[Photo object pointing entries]

--- begin ---

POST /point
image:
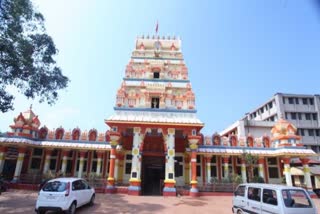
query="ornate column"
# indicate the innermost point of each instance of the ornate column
(2, 157)
(286, 171)
(64, 161)
(261, 167)
(226, 167)
(193, 144)
(135, 181)
(208, 167)
(120, 158)
(47, 161)
(99, 160)
(186, 169)
(114, 141)
(243, 171)
(81, 163)
(169, 182)
(17, 171)
(306, 171)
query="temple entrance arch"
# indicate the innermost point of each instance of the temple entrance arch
(153, 175)
(153, 164)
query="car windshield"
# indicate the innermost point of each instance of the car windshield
(296, 198)
(55, 186)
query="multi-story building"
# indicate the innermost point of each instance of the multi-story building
(299, 109)
(154, 145)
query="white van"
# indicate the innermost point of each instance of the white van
(271, 199)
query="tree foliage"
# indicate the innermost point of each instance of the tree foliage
(27, 55)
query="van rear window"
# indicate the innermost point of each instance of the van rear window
(296, 198)
(55, 186)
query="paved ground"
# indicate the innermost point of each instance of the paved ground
(18, 201)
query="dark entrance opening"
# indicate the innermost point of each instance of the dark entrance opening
(153, 174)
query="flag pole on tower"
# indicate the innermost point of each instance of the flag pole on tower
(157, 26)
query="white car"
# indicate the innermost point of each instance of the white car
(64, 194)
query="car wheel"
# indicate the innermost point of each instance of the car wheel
(72, 209)
(92, 200)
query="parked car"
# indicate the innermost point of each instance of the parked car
(269, 198)
(64, 195)
(317, 192)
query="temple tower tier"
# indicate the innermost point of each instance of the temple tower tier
(154, 113)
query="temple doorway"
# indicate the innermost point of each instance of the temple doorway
(153, 174)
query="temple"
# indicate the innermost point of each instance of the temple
(153, 144)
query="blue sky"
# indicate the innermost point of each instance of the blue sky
(239, 53)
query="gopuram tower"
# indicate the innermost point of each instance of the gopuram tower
(154, 122)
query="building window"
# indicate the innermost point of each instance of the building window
(311, 101)
(178, 166)
(314, 116)
(213, 159)
(213, 171)
(299, 116)
(310, 132)
(290, 100)
(315, 148)
(198, 159)
(198, 171)
(305, 101)
(273, 172)
(155, 102)
(308, 116)
(128, 168)
(156, 75)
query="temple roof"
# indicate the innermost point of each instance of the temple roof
(155, 117)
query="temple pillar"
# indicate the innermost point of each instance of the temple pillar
(306, 172)
(135, 181)
(114, 140)
(99, 160)
(193, 144)
(120, 158)
(226, 167)
(186, 169)
(208, 167)
(261, 167)
(169, 182)
(64, 161)
(243, 171)
(286, 171)
(81, 163)
(19, 163)
(47, 161)
(2, 157)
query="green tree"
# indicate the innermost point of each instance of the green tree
(250, 161)
(27, 55)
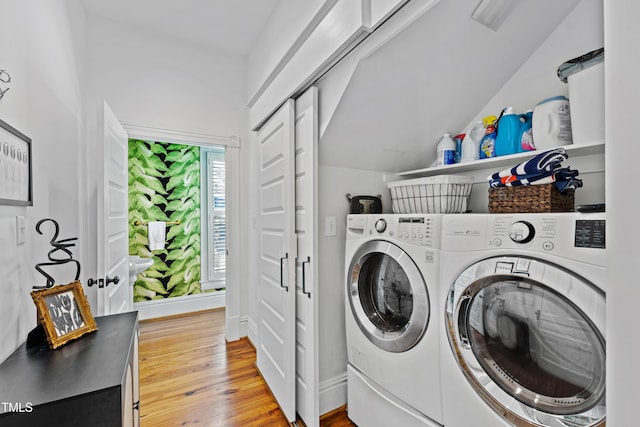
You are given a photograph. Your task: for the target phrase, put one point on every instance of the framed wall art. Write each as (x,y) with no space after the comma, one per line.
(15,167)
(64,313)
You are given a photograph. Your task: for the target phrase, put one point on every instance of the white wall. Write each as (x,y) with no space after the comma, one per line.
(285,25)
(622,64)
(582,31)
(162,83)
(42,45)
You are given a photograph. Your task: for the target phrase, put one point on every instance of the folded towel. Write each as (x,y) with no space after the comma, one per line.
(157,231)
(540,163)
(563,179)
(557,175)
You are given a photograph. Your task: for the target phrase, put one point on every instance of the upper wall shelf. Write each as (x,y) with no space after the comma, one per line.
(503,162)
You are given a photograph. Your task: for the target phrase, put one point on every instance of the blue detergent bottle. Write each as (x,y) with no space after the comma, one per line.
(509,133)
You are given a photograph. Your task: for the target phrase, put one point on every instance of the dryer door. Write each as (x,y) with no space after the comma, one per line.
(388,296)
(529,337)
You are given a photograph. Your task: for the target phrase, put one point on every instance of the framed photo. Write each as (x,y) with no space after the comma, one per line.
(64,313)
(15,167)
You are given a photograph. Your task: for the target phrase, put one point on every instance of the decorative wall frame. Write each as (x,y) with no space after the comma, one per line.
(15,167)
(64,313)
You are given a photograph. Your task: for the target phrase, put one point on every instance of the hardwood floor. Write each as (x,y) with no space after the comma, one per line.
(189,376)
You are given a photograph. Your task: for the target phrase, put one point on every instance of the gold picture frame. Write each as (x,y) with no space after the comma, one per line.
(64,313)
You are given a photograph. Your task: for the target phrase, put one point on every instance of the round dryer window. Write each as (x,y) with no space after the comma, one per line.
(388,296)
(537,334)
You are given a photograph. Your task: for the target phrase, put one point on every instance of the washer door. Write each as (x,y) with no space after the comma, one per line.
(529,337)
(388,296)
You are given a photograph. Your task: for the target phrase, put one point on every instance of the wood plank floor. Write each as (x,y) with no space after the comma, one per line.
(190,376)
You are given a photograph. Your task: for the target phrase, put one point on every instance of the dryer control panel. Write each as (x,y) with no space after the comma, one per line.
(579,236)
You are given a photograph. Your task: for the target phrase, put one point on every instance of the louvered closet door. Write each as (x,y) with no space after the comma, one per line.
(277,240)
(306,142)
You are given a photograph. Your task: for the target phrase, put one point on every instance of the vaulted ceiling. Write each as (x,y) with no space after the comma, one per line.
(230,26)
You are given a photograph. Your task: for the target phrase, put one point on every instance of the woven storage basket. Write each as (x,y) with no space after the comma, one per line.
(530,199)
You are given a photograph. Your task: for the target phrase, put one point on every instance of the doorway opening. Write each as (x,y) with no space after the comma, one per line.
(177,218)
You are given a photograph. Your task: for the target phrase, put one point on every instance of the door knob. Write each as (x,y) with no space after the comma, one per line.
(115,280)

--- end ---

#### TASK DETAILS:
Rewrite every line of the entries above as a Markdown table with the columns "Row" and "Line," numbering the rows in order and skipping blank lines. Leave the pictures out of the table.

#### OUTPUT OF THE TASK:
| Row | Line |
|---|---|
| 1 | POST /point |
| 2 | image: |
| 3 | query="ornate column" |
| 4 | # indicate the innermost point of each instance of the ornate column |
| 5 | (2, 157) |
| 6 | (286, 171) |
| 7 | (64, 161) |
| 8 | (261, 167) |
| 9 | (226, 167) |
| 10 | (193, 144) |
| 11 | (135, 181) |
| 12 | (208, 167) |
| 13 | (120, 158) |
| 14 | (47, 161) |
| 15 | (99, 160) |
| 16 | (186, 169) |
| 17 | (114, 141) |
| 18 | (243, 171) |
| 19 | (81, 163) |
| 20 | (169, 182) |
| 21 | (17, 171) |
| 22 | (306, 171) |
| 23 | query="temple entrance arch" |
| 24 | # indicate the innermost point of each instance of the temple entrance arch |
| 25 | (153, 175) |
| 26 | (153, 164) |
| 27 | query="car windshield" |
| 28 | # indicate the innermost point of each instance of the car windshield |
| 29 | (296, 198) |
| 30 | (55, 186) |
| 31 | query="multi-story building" |
| 32 | # indicate the innermost point of each instance of the multi-story building |
| 33 | (299, 109) |
| 34 | (154, 145) |
| 35 | query="white van" |
| 36 | # indicate the innermost point of each instance of the white van |
| 37 | (271, 199) |
| 38 | query="tree foliage" |
| 39 | # indicate the innermost point of each instance of the tree foliage |
| 40 | (27, 55) |
| 41 | query="van rear window" |
| 42 | # indicate the innermost point of each instance of the van rear window |
| 43 | (296, 198) |
| 44 | (55, 186) |
| 45 | query="paved ground" |
| 46 | # indicate the innermost point of each instance of the paved ground |
| 47 | (18, 201) |
| 48 | query="dark entrance opening" |
| 49 | # indicate the innermost point of each instance of the dark entrance opening |
| 50 | (153, 174) |
| 51 | query="flag pole on tower" |
| 52 | # indicate the innermost point of each instance of the flag pole on tower |
| 53 | (157, 26) |
| 54 | query="white car" |
| 55 | # indicate the innermost point of each instance of the white car |
| 56 | (64, 194) |
| 57 | query="car wheel" |
| 58 | # indicate the innermost point of each instance of the car wheel |
| 59 | (72, 209) |
| 60 | (92, 200) |
| 61 | query="parked car" |
| 62 | # indicate the innermost point of each instance of the parked car |
| 63 | (269, 198) |
| 64 | (64, 195) |
| 65 | (317, 192) |
| 66 | query="temple tower tier" |
| 67 | # indicate the innermost point of each instance of the temple tower tier |
| 68 | (154, 113) |
| 69 | query="temple doorway" |
| 70 | # indicate the innermost point of each instance of the temple doorway |
| 71 | (153, 174) |
| 72 | query="temple" |
| 73 | # indicate the innermost point of each instance of the temple |
| 74 | (153, 144) |
| 75 | query="blue sky" |
| 76 | # indicate the innermost point of each instance of the blue sky |
| 77 | (239, 53) |
| 78 | query="gopuram tower" |
| 79 | # indicate the innermost point of each instance of the gopuram tower |
| 80 | (154, 122) |
| 81 | query="building window" |
| 82 | # indicate the innermost point of each instance of the building window |
| 83 | (311, 101) |
| 84 | (178, 166) |
| 85 | (314, 116) |
| 86 | (213, 159) |
| 87 | (213, 171) |
| 88 | (299, 116) |
| 89 | (310, 132) |
| 90 | (290, 100) |
| 91 | (315, 148) |
| 92 | (198, 159) |
| 93 | (198, 171) |
| 94 | (305, 101) |
| 95 | (273, 172) |
| 96 | (155, 102) |
| 97 | (308, 116) |
| 98 | (128, 168) |
| 99 | (156, 75) |
| 100 | query="temple roof" |
| 101 | # indicate the innermost point of each instance of the temple roof |
| 102 | (155, 117) |
| 103 | query="temple pillar" |
| 104 | # indicate the innermost point of each instance of the temple pillar |
| 105 | (306, 172) |
| 106 | (135, 181) |
| 107 | (114, 140) |
| 108 | (99, 160) |
| 109 | (193, 144) |
| 110 | (120, 158) |
| 111 | (226, 167) |
| 112 | (186, 169) |
| 113 | (208, 167) |
| 114 | (261, 167) |
| 115 | (169, 182) |
| 116 | (64, 161) |
| 117 | (243, 171) |
| 118 | (286, 171) |
| 119 | (81, 163) |
| 120 | (19, 163) |
| 121 | (47, 161) |
| 122 | (2, 157) |
| 123 | query="green tree" |
| 124 | # indicate the innermost point of each instance of the green tree |
| 125 | (250, 161) |
| 126 | (27, 55) |
| 127 | You are given a photograph. Your task: for the target phrase, put one point on every instance of the framed wall art. Write each as (x,y) with no space after the comma, one per line. |
| 128 | (15,167) |
| 129 | (64,313) |
| 130 | You are given a photograph. Your task: for the target phrase, put one point on every instance of the white wall. Write each as (x,y) with no space after the comma, one per line. |
| 131 | (285,25) |
| 132 | (622,64) |
| 133 | (582,31) |
| 134 | (162,83) |
| 135 | (42,45) |
| 136 | You are given a photograph. Your task: for the target phrase, put one point on every instance of the folded towel. Write each as (x,y) with no space after the comma, one per line. |
| 137 | (157,231) |
| 138 | (540,163) |
| 139 | (563,179) |
| 140 | (557,175) |
| 141 | You are given a photograph. Your task: for the target phrase, put one point on every instance of the upper wall shelf. Write each as (x,y) with no space after the comma, one per line. |
| 142 | (503,162) |
| 143 | You are given a photograph. Your task: for the target phrase, put one point on every instance of the blue detergent bottle. Write each as (x,y) with no space after the comma, one per line. |
| 144 | (509,133) |
| 145 | You are given a photograph. Your task: for the target phrase, put one point on every instance of the dryer door. Write each as (x,y) with no space after the comma, one per line. |
| 146 | (388,296) |
| 147 | (529,337) |
| 148 | You are given a photograph. Your task: for the target phrase, put one point on every instance of the framed photo. Write each as (x,y) with no space after the comma, one per line. |
| 149 | (64,313) |
| 150 | (15,167) |
| 151 | You are given a photograph. Your task: for the target phrase, put one point on every instance of the decorative wall frame. Write each as (x,y) with no space after the comma, one per line. |
| 152 | (15,167) |
| 153 | (64,313) |
| 154 | You are given a photograph. Your task: for the target phrase, put one point on every instance of the hardwood floor. Write each as (x,y) with no space after the comma, one per line. |
| 155 | (189,376) |
| 156 | You are given a photograph. Your task: for the target phrase, put one point on every instance of the gold picture frame. Write each as (x,y) with no space after the comma, one per line. |
| 157 | (64,313) |
| 158 | You are given a photograph. Your task: for the target phrase, put one point on every instance of the round dryer window. Write each as (x,y) with no space after the comma, one per line. |
| 159 | (388,296) |
| 160 | (537,334) |
| 161 | You are given a photograph. Your task: for the target phrase, put one point on every instance of the washer door. Write each as (x,y) with no space after the comma, one per line. |
| 162 | (529,337) |
| 163 | (388,296) |
| 164 | You are given a photograph. Your task: for the target phrase, put one point on every instance of the wood plank floor. Write each as (x,y) with no space after the comma, one per line. |
| 165 | (190,376) |
| 166 | You are given a photograph. Your task: for the target phrase, put one point on every instance of the dryer control panel. Write each as (x,y) with no space after the comma, one per line. |
| 167 | (579,236) |
| 168 | You are given a photograph. Your task: for the target phrase, put one point on every instance of the louvered closet door. Write each as (x,y) with no space after the comma, one per line. |
| 169 | (277,240) |
| 170 | (306,142) |
| 171 | You are given a photograph. Your task: for the target phrase, put one point on every instance of the vaulted ceiling. Write each as (x,y) with no space after the comma, one per line. |
| 172 | (230,26) |
| 173 | You are given a photograph. Your task: for the target phrase, put one point on every instance of the woven storage basket. Write each as (x,y) with no space after the comma, one per line. |
| 174 | (530,199) |
| 175 | You are given a photograph. Your task: for the target phrase, put one point on every instance of the doorway opening. Write each as (x,y) with no space after the comma, one per line. |
| 176 | (177,218) |
| 177 | You are given a photograph. Your task: for the target phrase, put one point on every instance of the door knob. Write each as (x,y) with no space after the comma, one per line. |
| 178 | (115,280) |